TASK INSTRUCTIONS ->
Using the data below, determine the number of lines that include the string "exact". Write only that number.

THE INPUT Start Marker

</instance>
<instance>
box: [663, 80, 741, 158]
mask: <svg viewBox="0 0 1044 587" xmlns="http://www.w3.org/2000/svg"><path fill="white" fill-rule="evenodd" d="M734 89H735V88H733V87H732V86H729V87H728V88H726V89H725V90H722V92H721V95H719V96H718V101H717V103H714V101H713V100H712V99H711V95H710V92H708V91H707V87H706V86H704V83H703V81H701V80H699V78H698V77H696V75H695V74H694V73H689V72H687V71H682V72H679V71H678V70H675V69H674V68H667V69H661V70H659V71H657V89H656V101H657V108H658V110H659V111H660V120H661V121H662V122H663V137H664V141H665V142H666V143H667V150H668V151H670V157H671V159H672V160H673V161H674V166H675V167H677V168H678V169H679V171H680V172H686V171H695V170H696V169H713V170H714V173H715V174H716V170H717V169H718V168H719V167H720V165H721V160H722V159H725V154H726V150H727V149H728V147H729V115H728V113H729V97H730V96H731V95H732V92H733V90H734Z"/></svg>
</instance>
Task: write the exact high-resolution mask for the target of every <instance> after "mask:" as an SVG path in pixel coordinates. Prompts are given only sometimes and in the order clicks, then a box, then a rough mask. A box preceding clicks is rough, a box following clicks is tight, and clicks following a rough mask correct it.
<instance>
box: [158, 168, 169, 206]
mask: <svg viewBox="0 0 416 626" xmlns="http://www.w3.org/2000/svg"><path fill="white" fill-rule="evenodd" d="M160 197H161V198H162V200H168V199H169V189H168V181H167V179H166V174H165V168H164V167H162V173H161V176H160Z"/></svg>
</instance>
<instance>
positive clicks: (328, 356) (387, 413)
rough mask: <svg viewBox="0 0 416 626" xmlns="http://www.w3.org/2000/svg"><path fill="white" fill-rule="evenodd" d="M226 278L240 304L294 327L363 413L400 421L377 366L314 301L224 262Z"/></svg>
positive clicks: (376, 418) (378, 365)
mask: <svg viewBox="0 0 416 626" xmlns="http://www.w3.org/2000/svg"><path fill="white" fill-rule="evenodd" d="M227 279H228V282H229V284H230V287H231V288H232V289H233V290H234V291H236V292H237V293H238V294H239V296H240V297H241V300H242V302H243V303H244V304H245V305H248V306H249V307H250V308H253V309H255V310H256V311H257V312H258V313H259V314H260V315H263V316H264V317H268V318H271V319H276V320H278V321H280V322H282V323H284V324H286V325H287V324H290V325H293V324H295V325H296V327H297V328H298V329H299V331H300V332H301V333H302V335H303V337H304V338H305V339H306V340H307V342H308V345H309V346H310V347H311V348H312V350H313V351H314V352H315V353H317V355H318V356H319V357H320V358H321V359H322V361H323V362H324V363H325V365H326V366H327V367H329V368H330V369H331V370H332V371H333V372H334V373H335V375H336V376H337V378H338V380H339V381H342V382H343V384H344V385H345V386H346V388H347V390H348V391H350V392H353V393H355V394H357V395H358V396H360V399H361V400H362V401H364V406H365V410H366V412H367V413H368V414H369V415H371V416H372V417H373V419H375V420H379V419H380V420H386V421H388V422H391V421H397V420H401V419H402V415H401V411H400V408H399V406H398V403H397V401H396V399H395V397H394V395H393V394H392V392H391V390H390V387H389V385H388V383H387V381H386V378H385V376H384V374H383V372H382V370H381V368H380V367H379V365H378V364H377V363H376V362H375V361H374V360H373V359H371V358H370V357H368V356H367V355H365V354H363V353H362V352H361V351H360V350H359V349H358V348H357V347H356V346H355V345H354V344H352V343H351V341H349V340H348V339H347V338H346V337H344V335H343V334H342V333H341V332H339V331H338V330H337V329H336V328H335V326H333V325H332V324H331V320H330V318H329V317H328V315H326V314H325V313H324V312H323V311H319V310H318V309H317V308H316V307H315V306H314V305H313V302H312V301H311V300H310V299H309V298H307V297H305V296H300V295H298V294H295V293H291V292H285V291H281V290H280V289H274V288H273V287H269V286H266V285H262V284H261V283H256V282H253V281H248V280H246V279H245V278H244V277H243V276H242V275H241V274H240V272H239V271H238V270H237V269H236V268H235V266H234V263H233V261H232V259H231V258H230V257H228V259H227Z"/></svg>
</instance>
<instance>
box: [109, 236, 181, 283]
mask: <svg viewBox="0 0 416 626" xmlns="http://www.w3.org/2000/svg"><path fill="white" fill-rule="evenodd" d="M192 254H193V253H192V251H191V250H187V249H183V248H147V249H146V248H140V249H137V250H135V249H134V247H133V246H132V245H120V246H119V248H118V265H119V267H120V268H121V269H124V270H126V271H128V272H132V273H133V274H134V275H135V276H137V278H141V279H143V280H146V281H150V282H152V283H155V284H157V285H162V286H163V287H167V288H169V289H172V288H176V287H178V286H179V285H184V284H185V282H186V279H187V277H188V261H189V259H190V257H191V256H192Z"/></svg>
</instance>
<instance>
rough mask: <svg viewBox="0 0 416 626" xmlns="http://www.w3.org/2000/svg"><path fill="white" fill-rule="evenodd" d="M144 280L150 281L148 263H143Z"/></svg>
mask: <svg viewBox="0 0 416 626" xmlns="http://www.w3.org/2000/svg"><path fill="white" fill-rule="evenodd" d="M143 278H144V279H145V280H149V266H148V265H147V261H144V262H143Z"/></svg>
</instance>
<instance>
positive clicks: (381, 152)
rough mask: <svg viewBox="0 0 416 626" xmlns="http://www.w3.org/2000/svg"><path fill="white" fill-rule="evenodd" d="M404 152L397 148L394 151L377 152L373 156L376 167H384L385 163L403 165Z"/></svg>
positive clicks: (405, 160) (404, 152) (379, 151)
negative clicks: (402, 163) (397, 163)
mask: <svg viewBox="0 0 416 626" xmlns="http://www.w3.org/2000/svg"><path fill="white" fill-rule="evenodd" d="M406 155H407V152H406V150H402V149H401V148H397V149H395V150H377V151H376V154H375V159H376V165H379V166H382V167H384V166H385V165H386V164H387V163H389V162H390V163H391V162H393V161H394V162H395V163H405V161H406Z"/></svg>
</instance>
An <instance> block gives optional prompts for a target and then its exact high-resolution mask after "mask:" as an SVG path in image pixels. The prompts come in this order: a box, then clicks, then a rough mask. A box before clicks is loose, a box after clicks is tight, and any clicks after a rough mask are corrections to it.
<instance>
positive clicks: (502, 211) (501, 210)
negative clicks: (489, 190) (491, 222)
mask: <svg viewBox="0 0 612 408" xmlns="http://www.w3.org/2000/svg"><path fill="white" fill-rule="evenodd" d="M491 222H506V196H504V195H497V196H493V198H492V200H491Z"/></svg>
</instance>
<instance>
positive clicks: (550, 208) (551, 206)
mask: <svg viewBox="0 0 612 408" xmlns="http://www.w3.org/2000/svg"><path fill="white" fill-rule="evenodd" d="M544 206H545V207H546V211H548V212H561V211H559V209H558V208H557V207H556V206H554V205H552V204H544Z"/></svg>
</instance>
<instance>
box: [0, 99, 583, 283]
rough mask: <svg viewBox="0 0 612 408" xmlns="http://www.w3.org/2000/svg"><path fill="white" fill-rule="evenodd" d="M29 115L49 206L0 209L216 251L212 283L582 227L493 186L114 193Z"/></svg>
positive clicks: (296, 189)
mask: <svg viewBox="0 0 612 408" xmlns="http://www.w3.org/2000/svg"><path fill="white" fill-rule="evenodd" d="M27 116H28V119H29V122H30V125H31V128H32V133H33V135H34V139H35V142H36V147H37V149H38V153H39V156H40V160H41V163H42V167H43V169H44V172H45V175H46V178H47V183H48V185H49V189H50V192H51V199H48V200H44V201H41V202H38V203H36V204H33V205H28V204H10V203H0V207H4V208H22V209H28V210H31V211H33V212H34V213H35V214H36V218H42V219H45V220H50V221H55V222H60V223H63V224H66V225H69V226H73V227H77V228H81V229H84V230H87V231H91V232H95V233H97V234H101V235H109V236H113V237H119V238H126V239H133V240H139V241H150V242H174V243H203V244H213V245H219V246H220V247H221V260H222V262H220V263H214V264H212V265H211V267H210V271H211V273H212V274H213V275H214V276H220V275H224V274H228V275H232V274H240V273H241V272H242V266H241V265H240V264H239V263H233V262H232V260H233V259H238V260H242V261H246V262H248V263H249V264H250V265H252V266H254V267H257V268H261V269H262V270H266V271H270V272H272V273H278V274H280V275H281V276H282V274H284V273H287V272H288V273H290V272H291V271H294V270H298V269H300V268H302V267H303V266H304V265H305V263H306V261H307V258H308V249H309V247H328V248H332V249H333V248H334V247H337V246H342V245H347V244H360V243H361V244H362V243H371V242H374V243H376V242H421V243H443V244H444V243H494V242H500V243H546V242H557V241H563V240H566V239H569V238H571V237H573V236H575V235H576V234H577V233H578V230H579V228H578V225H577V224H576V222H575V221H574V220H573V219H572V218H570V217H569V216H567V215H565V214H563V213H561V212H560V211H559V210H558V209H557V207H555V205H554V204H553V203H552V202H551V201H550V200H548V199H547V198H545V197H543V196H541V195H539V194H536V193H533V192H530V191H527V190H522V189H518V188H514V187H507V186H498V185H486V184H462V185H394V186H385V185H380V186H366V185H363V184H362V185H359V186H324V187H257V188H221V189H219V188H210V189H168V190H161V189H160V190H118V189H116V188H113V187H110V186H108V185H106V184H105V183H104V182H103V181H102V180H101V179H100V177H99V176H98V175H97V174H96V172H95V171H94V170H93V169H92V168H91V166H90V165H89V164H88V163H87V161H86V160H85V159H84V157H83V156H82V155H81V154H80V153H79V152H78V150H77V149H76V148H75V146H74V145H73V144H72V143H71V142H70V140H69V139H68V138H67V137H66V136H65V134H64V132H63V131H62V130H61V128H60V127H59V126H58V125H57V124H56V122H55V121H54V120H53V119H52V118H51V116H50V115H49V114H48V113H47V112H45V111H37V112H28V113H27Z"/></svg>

THE INPUT End Marker

FINISHED EXERCISE ->
2